Extracted text ->
4. On look at low Reynolds number i.e Re<10, the viscous forces are dominant, hence the flow passes the cylinder still being attached to the surface. Between numbers of 10<Re<40, flow separates from two points symmetrically apart, forming contra-rotating eddies, it is at Re>40, we see asymmetric vortices, undergoing periodic oscillations, with a switch in position w.r.t the cylinder. Its at Re>100 the 3-D instabilities creep in and there is streamwise vortcies which peel off alternately from either side of the cylinder, this phenomenon is called the Vonn- Karman shedding, this region is called the Von-Karman vortex sheet. 

5. The shedding of vortices is periodic and occurs at a particular frequency, also important to note is that, this shedding of vortices generate pressure differentials at the surface of the cylinder giving rise Aerodynamic loading which can impart structural stresses, hence a quantity is required to address the oscilatory phenomenon, hence introducing the Stouhaul Number. 

6. The Strouhal number is defined as Sr=fL/V,where f is the frequency, L is the length of playing field, and V is the velocity of the flow. It is basically a ratio of inertial forces due to local flow acceleration to inertial forces due to changes in velocity from one point to another.

7. Fluid has two methods of interaction pressure and shear, hence they are distributed in all directions, there are necessarily two directions which are important to us the one perpendicular to the flow and the one in the direction opposite to the flow, hence all the components resolved in these specific directions contribute e to Lift and Drag Respectively.

SETUP & SIMULATION

1. We start with opening the ANSYS work bench by dragging out the Fluent in the workspace.

Required tasks ->
[A] In the text on flow past a cylinder, print the passage starting at "5. The shedding" and ending at "the Stouhaul Number.".
[B] In the text on flow past a cylinder, which forces are dominant at Reynolds numbers below 10?
[C] What are all the Reynolds number ranges given in the text on flow past a cylinder?

Data to examine ->
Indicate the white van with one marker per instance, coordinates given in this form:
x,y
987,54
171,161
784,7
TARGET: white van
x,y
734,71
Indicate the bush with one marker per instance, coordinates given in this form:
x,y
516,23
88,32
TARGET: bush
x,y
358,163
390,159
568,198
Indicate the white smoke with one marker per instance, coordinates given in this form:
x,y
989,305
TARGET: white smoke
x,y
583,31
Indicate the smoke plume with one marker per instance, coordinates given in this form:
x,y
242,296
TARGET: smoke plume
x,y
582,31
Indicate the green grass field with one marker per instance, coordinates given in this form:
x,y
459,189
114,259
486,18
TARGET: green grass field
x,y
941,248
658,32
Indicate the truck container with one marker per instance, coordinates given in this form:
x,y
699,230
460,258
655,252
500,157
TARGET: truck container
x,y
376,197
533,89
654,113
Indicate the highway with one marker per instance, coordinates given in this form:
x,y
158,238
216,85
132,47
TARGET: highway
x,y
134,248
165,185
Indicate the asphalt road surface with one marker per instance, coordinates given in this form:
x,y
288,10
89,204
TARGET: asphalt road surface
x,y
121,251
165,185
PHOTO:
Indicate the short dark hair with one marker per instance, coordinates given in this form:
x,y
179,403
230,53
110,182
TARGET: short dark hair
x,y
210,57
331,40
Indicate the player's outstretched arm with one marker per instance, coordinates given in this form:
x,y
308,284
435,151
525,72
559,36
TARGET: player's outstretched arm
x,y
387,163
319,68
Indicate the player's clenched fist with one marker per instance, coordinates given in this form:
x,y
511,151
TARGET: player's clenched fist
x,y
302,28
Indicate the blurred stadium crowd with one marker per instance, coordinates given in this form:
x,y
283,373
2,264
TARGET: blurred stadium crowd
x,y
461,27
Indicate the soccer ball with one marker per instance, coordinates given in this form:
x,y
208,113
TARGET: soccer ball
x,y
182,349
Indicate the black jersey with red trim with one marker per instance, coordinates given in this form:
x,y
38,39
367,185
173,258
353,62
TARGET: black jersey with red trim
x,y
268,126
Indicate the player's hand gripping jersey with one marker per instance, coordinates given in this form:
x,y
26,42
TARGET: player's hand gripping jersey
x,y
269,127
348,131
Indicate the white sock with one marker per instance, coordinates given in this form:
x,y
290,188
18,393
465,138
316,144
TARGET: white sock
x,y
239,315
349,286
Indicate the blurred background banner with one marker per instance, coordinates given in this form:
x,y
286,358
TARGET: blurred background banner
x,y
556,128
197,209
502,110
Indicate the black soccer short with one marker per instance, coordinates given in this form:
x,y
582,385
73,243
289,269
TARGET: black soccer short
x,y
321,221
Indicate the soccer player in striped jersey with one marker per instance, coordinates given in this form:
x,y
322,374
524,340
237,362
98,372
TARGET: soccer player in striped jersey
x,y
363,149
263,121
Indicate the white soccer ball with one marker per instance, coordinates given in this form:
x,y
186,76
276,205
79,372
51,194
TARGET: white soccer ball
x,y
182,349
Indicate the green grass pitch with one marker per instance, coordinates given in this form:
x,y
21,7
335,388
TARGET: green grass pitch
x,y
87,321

Answer set ->
[A]
5. The shedding of vortices is periodic and occurs at a particular frequency, also important to note is that, this shedding of vortices generate pressure differentials at the surface of the cylinder giving rise Aerodynamic loading which can impart structural stresses, hence a quantity is required to address the oscilatory phenomenon, hence introducing the Stouhaul Number.

[B] The viscous forces are dominant.

[C]
- Re<10
- 10<Re<40
- Re>40
- Re>100